### Request
Copy out all of the items below word for word, but leave the pictures out of your answer.

* BEGIN Exercise materials *

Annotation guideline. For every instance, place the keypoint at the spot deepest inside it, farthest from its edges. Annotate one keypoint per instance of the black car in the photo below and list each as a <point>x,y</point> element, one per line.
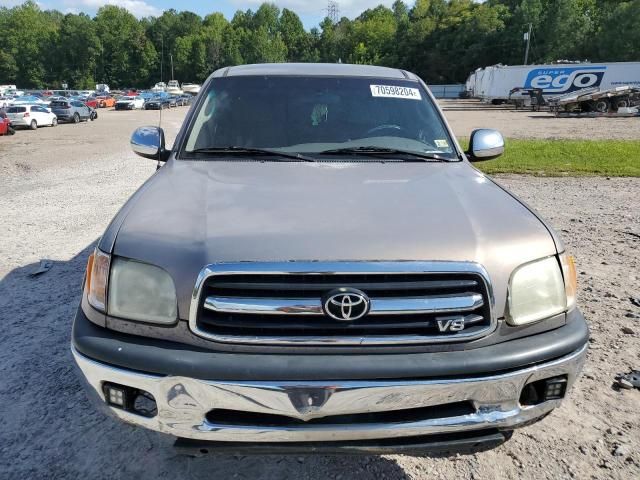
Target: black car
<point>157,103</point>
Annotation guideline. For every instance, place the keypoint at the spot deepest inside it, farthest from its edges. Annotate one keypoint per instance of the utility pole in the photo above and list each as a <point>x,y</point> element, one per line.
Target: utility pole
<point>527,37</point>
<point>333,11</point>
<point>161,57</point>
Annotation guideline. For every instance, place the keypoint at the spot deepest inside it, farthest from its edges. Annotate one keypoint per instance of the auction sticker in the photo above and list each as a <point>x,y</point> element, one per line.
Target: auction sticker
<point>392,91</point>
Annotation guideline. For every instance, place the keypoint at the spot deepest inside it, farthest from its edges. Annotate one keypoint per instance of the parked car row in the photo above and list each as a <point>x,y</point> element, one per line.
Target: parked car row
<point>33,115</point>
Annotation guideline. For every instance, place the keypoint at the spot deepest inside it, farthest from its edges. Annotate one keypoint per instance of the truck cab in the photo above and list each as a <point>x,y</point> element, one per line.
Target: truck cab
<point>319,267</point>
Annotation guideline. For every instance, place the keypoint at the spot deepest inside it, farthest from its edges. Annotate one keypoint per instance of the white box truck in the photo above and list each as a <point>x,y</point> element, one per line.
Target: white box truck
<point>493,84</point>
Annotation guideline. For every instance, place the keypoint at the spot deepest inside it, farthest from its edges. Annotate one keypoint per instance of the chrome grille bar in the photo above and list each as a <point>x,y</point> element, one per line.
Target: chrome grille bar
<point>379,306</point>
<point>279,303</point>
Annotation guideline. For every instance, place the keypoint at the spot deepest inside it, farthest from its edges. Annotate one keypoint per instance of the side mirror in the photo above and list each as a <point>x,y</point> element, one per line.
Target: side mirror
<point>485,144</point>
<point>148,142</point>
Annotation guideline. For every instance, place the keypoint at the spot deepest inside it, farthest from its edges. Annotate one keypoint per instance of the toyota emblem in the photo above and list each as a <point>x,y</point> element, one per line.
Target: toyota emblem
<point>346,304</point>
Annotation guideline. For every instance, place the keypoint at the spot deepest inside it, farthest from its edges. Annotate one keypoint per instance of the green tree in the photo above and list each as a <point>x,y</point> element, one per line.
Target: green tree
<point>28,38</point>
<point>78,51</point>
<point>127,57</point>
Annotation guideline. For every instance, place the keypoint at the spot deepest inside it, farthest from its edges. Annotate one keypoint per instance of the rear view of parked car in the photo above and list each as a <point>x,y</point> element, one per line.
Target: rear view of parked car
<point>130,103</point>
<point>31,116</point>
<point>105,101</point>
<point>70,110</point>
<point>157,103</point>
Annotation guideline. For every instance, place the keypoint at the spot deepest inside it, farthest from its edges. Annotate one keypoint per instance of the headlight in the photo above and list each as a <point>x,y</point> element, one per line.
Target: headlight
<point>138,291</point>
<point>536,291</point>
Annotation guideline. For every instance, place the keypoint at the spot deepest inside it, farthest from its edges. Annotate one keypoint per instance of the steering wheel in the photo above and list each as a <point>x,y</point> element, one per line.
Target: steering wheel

* END Exercise materials *

### Answer for the task
Annotation guideline. For every instance, place the keypoint at the spot deepest inside it, farthest from its edges. Annotate one keypoint per instance of the black car in the photo below and list each as a <point>x,y</point> element, one per line.
Target: black car
<point>157,103</point>
Annotation guideline. For every instance, place the keypoint at the spot deepest inside it, farthest from its edges. Annotate one keypoint per instance of the utility pole in the photo above and list each as a <point>x,y</point> element, one per line.
Target: utility pole
<point>527,37</point>
<point>333,11</point>
<point>161,57</point>
Annotation guideline. For every instance, place the keypoint at the spot deepest inside it, farthest from its edges. Annotate one keypoint per instance of the auction sticker in the photo above and list each as a <point>x,y</point> element, one per line.
Target: auction sticker
<point>392,91</point>
Annotation guideline. For every instance, place the keypoint at the spot deepest inside it, farthest from its edges. Annotate one keypoint per instance of the parked car row in the photo above and list each as a <point>x,y</point> element, one per line.
Target: parked car row
<point>33,115</point>
Annotation guideline. For every instance, place the keypoint at the spot deepest inside it, farthest from its edges. Annotate one keypoint per instance of the truck cab in the photo above and list each as a <point>x,y</point> element, one per line.
Target: truck cab
<point>319,267</point>
Annotation guideline. For every instance, place the keypoint at the spot deepest inside it, farthest from its edges. Annotate one keypoint per instance of the white box truck in the photo above and list each as a <point>x,y</point> element, one per line.
Target: white box truck
<point>493,84</point>
Annotation guideline. For every instance, place the keypoint at the spot deepest inside it, farthest from its edges. Annotate one keypoint per instance of the chrome grille bar in the photo above and list each as a <point>x,y</point> element, one per line.
Target: chrome grille bar
<point>379,306</point>
<point>279,303</point>
Annotation guideline. For every instance, place the keypoint at the spot deepest inside it, farthest from its edges. Annotate one keypoint per instance of the side mirror in the photo above and list each as a <point>x,y</point> element, one per line.
Target: side mirror
<point>485,144</point>
<point>148,142</point>
Annotation guideline. For every instance, place the keypoint at the spot deepest inside it, farthest from its edges. Annotate one keypoint per instance of the toyota emblem in the photo above and list each as a <point>x,y</point> element, one per line.
Target: toyota emblem
<point>346,304</point>
Annotation guideline. For every instance, place the keypoint at the spot deepest inside it, farthest from its edges. Annotate one keypoint per instance of the green tree in the photo above and list each as a <point>x,y</point> element, one per line.
Target: green tree
<point>28,38</point>
<point>78,51</point>
<point>127,57</point>
Annotation guideline. For every instance, place the keypoint at the spot deepest inside it, farthest from its edges. Annotate one keypoint per instance of the rear view of parked car in the photo above and list each as a <point>x,y</point> element, one per line.
Target: rear view of parked car
<point>130,103</point>
<point>31,116</point>
<point>105,101</point>
<point>70,110</point>
<point>157,103</point>
Annotation guideline. For every instance, place the keypoint at the spot deepest inside it, farthest from its edges. Annotate one keypoint per instance of the headlight in the photo above and list each as a <point>x,y</point> element, one per line.
Target: headlight
<point>138,291</point>
<point>536,291</point>
Annotation guideline. For every instance, place the keypoint at the spot deepest inside it, farthest from its edges. Annotate one keypoint per instance of the steering wheel in the photo above and list each as a <point>x,y</point> element, one per line.
Target: steering wheel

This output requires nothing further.